Please count the lines below that contain the word "metal", and reply with that number alone.

◆ ◆ ◆ ◆

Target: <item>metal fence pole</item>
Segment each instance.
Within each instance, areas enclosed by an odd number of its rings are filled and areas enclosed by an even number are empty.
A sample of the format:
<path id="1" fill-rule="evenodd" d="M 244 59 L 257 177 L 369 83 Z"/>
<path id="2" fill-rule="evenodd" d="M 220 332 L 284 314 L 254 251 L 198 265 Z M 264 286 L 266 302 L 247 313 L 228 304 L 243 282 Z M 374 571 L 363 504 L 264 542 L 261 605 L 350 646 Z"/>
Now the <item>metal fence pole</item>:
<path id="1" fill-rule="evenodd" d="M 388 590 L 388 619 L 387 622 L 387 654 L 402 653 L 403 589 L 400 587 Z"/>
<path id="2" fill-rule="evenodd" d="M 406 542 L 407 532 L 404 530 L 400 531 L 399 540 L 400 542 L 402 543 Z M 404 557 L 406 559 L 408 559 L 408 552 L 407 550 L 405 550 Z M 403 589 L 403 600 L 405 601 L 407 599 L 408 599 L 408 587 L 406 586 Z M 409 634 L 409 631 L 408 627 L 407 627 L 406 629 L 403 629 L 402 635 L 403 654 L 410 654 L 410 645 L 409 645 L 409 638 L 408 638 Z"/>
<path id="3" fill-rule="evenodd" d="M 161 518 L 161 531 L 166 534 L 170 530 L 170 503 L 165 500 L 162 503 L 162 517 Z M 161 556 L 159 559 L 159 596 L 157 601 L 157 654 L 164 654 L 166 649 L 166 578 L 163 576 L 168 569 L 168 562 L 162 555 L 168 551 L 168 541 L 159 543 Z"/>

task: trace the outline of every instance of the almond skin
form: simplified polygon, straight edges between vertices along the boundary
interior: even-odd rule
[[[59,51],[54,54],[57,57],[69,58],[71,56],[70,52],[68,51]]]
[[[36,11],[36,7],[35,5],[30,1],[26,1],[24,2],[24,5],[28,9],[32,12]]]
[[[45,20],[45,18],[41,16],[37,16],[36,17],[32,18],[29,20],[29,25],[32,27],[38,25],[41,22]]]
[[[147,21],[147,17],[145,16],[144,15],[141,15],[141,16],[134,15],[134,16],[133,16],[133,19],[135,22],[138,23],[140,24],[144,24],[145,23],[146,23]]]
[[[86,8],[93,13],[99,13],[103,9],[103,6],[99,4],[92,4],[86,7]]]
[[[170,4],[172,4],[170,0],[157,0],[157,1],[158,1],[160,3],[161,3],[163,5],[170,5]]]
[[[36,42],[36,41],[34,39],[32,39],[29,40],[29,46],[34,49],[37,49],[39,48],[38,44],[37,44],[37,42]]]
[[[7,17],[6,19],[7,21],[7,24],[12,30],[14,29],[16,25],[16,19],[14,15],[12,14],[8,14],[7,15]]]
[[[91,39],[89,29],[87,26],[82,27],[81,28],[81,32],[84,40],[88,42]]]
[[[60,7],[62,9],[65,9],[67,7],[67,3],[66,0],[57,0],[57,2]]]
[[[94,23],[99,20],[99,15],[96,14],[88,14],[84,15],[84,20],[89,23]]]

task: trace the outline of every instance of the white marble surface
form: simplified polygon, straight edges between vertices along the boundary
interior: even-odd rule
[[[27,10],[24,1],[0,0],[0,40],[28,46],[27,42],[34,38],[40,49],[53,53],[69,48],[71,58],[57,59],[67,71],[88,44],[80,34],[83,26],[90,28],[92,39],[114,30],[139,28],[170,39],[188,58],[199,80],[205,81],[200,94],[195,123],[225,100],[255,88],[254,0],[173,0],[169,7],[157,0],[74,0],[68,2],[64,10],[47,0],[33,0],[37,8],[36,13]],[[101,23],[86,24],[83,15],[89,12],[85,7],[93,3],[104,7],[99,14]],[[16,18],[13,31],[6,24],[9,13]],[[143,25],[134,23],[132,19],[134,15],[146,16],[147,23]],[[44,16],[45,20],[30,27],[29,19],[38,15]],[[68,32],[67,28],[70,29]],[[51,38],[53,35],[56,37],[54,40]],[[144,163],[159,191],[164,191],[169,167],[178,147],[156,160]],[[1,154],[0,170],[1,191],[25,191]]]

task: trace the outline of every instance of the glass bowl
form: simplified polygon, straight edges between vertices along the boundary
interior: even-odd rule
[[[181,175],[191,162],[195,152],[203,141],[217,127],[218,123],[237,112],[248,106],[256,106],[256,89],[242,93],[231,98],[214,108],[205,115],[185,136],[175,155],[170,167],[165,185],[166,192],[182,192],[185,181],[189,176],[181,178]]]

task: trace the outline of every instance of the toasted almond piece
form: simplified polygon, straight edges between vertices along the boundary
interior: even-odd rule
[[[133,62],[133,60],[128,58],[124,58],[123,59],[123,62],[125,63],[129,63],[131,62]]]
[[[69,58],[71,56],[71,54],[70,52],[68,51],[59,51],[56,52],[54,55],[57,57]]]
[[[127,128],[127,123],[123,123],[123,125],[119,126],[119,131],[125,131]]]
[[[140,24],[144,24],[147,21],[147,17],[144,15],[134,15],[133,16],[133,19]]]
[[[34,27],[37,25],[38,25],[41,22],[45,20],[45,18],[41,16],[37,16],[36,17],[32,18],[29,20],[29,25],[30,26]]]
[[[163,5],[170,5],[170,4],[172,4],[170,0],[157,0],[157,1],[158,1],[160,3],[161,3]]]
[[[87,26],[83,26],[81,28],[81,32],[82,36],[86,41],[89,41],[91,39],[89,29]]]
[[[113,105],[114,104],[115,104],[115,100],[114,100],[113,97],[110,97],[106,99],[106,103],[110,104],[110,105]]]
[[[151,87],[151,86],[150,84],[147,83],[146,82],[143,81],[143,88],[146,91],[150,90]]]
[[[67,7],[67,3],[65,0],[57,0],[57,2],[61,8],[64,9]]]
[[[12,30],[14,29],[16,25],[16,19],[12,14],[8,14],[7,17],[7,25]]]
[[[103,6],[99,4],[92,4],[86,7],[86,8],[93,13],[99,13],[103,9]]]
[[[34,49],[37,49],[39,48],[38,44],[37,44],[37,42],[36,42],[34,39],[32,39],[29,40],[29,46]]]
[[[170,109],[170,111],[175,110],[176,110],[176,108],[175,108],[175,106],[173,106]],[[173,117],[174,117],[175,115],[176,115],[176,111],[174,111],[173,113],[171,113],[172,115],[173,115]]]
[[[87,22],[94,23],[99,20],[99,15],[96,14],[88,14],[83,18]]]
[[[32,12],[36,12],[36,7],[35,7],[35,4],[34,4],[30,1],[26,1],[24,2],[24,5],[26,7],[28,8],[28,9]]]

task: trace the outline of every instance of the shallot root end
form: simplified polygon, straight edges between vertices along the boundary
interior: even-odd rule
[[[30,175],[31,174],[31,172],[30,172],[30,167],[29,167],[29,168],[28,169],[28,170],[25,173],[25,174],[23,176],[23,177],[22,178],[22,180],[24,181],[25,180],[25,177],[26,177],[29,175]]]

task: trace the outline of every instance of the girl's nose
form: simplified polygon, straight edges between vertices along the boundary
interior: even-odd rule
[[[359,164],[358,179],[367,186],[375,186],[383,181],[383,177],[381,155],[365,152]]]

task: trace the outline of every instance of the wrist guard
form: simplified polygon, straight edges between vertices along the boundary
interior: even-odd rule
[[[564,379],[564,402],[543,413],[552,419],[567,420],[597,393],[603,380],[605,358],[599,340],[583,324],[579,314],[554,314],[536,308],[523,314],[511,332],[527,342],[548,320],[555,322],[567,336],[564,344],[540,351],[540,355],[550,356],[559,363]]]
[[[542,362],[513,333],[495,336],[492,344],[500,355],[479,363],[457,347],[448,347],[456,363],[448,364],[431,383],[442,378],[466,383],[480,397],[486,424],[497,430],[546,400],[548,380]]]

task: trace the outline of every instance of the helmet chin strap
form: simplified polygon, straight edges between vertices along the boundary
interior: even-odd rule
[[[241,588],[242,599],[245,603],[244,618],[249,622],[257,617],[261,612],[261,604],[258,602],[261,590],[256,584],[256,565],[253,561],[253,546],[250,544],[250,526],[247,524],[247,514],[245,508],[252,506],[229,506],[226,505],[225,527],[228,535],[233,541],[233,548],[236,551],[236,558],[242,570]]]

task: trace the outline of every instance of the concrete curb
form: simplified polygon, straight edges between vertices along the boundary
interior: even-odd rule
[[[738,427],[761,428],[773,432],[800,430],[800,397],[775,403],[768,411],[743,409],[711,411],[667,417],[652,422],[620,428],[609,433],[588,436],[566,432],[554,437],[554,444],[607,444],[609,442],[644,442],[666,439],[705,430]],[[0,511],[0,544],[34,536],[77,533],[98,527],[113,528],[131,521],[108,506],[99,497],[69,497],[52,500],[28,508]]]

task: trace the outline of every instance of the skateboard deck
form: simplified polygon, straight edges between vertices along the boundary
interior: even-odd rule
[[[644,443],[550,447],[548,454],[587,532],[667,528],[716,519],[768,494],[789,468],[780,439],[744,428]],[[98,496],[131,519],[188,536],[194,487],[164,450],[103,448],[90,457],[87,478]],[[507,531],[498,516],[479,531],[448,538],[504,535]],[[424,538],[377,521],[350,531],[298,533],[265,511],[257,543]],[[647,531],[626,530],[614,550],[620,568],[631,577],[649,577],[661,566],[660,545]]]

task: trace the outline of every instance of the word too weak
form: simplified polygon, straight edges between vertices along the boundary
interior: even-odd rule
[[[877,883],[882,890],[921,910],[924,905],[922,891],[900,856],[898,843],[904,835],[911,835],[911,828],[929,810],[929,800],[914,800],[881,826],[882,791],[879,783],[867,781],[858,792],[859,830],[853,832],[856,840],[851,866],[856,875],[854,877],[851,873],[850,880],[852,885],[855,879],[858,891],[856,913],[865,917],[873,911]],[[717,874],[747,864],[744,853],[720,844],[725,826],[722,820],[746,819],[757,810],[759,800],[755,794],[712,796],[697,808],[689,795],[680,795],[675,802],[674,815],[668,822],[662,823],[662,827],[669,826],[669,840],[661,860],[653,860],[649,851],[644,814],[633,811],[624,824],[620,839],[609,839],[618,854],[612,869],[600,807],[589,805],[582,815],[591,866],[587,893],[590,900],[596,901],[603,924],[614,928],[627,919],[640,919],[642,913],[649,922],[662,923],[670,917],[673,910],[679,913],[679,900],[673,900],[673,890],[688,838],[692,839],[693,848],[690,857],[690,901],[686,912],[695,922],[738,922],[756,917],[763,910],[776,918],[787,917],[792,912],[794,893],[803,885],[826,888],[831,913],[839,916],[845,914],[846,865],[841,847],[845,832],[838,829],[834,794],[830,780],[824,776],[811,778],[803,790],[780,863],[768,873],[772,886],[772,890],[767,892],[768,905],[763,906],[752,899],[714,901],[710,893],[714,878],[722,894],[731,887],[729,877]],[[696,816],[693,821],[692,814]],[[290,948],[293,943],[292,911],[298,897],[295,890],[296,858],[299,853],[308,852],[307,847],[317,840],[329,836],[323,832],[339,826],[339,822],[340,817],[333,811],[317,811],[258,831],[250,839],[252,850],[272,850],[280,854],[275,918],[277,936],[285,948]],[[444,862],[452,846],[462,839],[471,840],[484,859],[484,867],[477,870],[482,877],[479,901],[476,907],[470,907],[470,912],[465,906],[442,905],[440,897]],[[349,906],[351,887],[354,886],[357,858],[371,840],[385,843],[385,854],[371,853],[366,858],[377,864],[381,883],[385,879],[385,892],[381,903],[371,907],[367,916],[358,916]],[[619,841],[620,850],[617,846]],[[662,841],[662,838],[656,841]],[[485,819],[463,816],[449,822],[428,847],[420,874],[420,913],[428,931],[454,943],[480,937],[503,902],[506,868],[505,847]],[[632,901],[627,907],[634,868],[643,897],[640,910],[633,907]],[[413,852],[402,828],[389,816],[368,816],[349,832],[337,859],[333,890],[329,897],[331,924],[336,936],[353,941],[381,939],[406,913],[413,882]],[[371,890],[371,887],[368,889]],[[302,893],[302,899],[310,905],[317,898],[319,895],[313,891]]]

◆ ◆ ◆ ◆

_WRITTEN RESPONSE_. 2